[BEGIN]

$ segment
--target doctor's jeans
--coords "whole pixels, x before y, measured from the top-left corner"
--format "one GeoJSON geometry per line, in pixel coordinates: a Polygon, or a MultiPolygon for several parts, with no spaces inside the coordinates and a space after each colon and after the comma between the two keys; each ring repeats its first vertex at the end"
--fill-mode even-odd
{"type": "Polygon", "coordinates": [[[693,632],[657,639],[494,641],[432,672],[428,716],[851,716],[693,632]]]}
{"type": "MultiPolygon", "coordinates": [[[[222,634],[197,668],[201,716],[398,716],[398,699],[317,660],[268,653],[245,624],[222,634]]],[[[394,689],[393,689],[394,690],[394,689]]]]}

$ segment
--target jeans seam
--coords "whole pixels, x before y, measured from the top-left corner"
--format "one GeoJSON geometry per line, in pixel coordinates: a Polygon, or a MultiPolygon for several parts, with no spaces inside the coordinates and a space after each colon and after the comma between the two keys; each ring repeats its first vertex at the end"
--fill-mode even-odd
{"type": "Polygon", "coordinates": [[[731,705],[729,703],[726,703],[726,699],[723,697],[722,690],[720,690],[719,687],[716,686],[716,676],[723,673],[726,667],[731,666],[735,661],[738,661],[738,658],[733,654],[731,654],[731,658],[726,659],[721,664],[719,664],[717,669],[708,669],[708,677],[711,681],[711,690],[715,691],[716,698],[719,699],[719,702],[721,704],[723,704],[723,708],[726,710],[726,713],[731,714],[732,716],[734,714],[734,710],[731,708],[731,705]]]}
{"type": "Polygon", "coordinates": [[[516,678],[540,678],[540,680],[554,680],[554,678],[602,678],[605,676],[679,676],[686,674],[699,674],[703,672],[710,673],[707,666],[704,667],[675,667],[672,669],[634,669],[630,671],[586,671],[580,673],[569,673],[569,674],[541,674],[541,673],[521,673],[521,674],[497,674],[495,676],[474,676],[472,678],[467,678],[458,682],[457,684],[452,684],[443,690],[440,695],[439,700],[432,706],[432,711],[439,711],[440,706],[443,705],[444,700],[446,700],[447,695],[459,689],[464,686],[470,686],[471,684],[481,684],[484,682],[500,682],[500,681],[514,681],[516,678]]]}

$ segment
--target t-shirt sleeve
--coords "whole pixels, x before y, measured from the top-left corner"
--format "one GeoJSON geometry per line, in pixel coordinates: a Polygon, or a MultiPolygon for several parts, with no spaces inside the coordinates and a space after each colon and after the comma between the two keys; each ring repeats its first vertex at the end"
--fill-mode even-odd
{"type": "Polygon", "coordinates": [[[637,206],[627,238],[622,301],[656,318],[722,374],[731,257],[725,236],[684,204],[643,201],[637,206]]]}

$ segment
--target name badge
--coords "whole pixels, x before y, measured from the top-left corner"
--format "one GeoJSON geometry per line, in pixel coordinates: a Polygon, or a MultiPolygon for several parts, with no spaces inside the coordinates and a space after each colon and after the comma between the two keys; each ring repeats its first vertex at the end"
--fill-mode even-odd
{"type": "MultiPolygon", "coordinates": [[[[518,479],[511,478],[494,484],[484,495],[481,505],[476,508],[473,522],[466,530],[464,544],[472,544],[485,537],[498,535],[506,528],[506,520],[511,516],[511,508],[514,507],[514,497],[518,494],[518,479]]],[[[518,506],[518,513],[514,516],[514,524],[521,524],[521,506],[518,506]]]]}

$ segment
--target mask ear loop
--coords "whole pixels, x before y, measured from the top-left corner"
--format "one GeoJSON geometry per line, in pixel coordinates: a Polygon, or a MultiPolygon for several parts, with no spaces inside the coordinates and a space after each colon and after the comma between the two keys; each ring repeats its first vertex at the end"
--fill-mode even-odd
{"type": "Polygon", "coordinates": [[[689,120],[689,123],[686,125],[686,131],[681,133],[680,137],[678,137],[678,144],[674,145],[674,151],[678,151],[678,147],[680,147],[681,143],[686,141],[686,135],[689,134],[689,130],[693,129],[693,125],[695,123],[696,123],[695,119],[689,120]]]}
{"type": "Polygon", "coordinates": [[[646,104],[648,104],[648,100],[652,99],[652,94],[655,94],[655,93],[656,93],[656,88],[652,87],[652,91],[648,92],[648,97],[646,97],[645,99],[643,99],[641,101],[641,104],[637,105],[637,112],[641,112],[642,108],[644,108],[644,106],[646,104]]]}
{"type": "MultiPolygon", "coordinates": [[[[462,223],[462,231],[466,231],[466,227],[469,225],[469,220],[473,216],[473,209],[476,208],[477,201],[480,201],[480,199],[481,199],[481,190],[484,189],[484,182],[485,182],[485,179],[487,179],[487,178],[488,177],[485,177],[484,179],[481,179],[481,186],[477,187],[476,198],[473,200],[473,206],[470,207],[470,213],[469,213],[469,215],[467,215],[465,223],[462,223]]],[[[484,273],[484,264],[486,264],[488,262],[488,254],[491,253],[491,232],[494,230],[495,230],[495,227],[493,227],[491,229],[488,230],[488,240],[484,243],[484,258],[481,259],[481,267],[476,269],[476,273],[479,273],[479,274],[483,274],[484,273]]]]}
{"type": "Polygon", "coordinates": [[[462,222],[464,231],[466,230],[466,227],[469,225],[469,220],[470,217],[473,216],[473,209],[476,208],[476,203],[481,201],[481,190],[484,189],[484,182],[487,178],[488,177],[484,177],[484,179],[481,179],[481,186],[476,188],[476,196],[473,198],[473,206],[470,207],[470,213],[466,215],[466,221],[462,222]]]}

[END]

How many lines of the records above contain the string "target" with matching case? Reply with the number alone.

5